• **Complete the following**
a) Reproduce, word for word, everything in the story about grandma from "Her skillful hands" down to "skillful at creating.".
b) Answer these questions using the story about grandma:
(i) What business did grandma run in her basement?
(ii) What did the nurses call to say about Gertrude?
(iii) What did Hannah sometimes put on over her jeans before heading to Lowe's with her dad?

Her skillful hands are now withered and bent, distorted strangely. Her eyesight and dexterity not what it used to be, causes more of a roadmap on the cloth than the fine lines of an architect’s drawing. She wants to, but she can’t and it makes her sad.
I watched grandma at the craft table in the nursing home where she went after I could no longer manage her pain. The ladies chattered like chirping birds at a feeder as their busy skillful hands stuffed, sewed, trimmed and organized squares, circles and stars in cascading quilts all over the table. But grandma, her blue eyes tinged with tears, just watched and occasionally glanced down at her hands that once had been so deft, so skillful at creating.
Gently I wheeled grandma from this scene, thinking bingo might be better, at least there she could hold the pieces hear the caller and see the big bright numbers, but as we neared she said, “No I just want to go back to the room.”
So I wheeled her to the elevator with my two toddlers in tow fighting over which would hit the buttons. Grandma sat staring at her hands. Her hands once were her trade, her craft as she had a salon in her basement and weekly did ladies hair. They would drive for miles to have Gertrude tend to their tresses. Now, her hands lay lifeless in her lap. She caught my glance and said, “I used to do things with these hands. Make beautiful things.”
I remembered the hand crafted Christmas ornaments my husband hung on the tree at our first Christmas and the party favors Grandma would make for birthdays and holidays. I had the quilt she finished for my son and the one she started for my daughter.
We headed back to her tiny room furnished with what belongings she had left that would fit. The children turned on the TV while grandma looked at her hands. My daughter sat in front of grandma and watched a purple dinosaur make crafts with the kids and sing about loving one another.
My daughter Hannah’s hair was never neat. She was a tomboy who wore cowboy boots and holey jeans. Occasionally she would don on a tutu over that and set off with her dad to Lowe’s drawing smiles, smirks and snickers. On this day, we had left without the tutu and without brushing her hair because the nurses called to say that Gertrude wouldn’t eat. We dashed out of the house leaving breakfast on the table and hygiene in hindsight.

• **Supplied data**
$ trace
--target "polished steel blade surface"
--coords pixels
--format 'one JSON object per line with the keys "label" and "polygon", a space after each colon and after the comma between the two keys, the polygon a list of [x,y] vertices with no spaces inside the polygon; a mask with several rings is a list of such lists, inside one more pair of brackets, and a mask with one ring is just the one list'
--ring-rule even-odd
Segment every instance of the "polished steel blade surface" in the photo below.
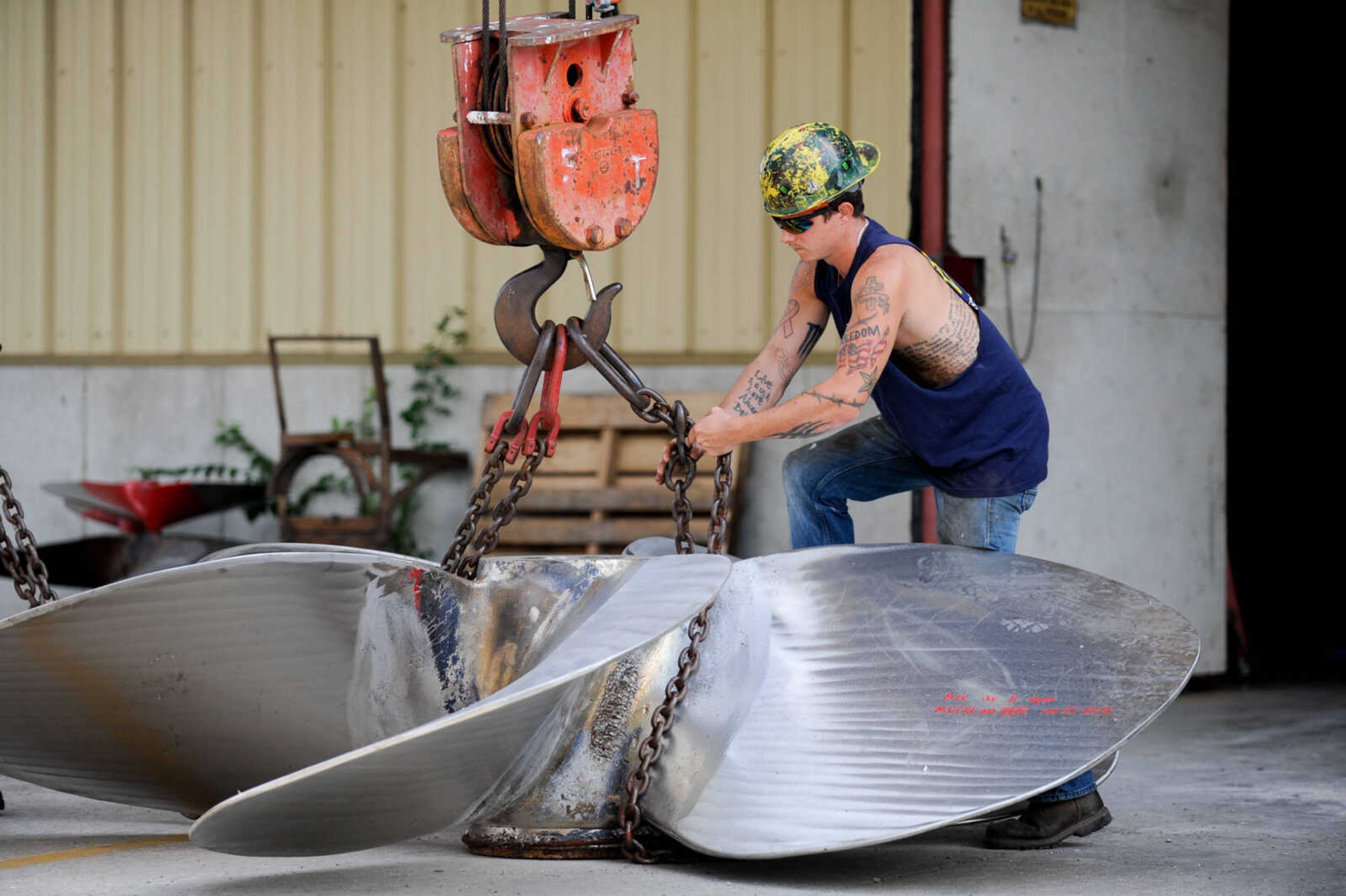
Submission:
{"label": "polished steel blade surface", "polygon": [[[717,607],[767,595],[767,665],[697,675],[645,811],[715,856],[884,842],[1069,780],[1182,689],[1198,636],[1133,588],[1030,557],[837,546],[734,565]],[[703,654],[740,650],[711,628]],[[681,726],[732,729],[716,760]]]}
{"label": "polished steel blade surface", "polygon": [[[553,562],[616,564],[626,574],[603,600],[588,601],[546,632],[545,652],[499,690],[448,717],[238,794],[192,826],[192,841],[249,856],[327,854],[462,819],[551,713],[591,687],[591,677],[606,665],[684,627],[731,566],[724,557],[705,554]],[[509,569],[507,560],[489,560],[482,576],[499,588]],[[518,576],[517,584],[526,588],[529,580]],[[421,597],[435,595],[423,588]]]}
{"label": "polished steel blade surface", "polygon": [[351,747],[366,603],[432,564],[307,552],[167,569],[0,622],[0,772],[199,814]]}

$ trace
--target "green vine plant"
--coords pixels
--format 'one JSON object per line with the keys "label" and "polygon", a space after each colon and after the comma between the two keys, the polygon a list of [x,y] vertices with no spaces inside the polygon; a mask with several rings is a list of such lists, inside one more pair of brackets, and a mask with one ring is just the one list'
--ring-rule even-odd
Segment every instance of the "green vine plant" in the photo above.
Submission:
{"label": "green vine plant", "polygon": [[[425,433],[436,421],[454,414],[450,402],[459,396],[459,390],[450,381],[448,369],[458,365],[458,358],[454,352],[467,344],[467,332],[463,327],[458,326],[466,316],[467,312],[462,308],[447,311],[439,319],[439,323],[435,324],[435,336],[421,346],[420,355],[412,366],[415,371],[411,385],[412,397],[406,406],[397,412],[397,417],[409,426],[413,449],[448,451],[451,448],[447,441],[427,439]],[[377,408],[378,397],[370,389],[361,404],[359,417],[351,420],[332,417],[332,432],[353,432],[361,441],[376,439],[378,435],[374,426]],[[206,482],[223,480],[238,484],[267,484],[271,479],[271,474],[276,468],[276,460],[248,439],[240,424],[226,424],[223,420],[217,420],[213,443],[229,452],[242,455],[246,463],[244,465],[210,463],[186,467],[137,467],[136,474],[141,479],[171,476]],[[402,483],[416,475],[416,471],[405,464],[394,464],[393,468],[398,482]],[[295,515],[303,515],[319,495],[355,494],[355,486],[350,476],[328,472],[307,484],[299,495],[291,499],[289,509]],[[363,500],[357,506],[357,514],[373,514],[376,510],[374,503],[376,498],[373,495],[365,495]],[[412,521],[420,506],[420,499],[415,494],[411,494],[393,507],[389,539],[390,550],[413,557],[428,556],[425,549],[417,544],[412,526]],[[260,500],[244,506],[242,510],[248,521],[252,522],[262,514],[275,514],[276,506],[273,500]]]}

• **The replies**
a)
Her skillful hands are now withered and bent, distorted strangely. Her eyesight and dexterity not what it used to be, causes more of a roadmap on the cloth than the fine lines of an architect’s drawing. She wants to, but she can’t and it makes her sad.
I watched grandma at the craft table in the nursing home where she went after I could no longer manage her pain. The ladies chattered like chirping birds at a feeder as their busy skillful hands stuffed, sewed, trimmed and organized squares, circles and stars in cascading quilts all over the table. But grandma, her blue eyes tinged with tears, just watched and occasionally glanced down at her hands that once had been so deft, so skillful at creating.

b)
(i) A salon, where she did ladies' hair every week.
(ii) That she wouldn't eat.
(iii) A tutu.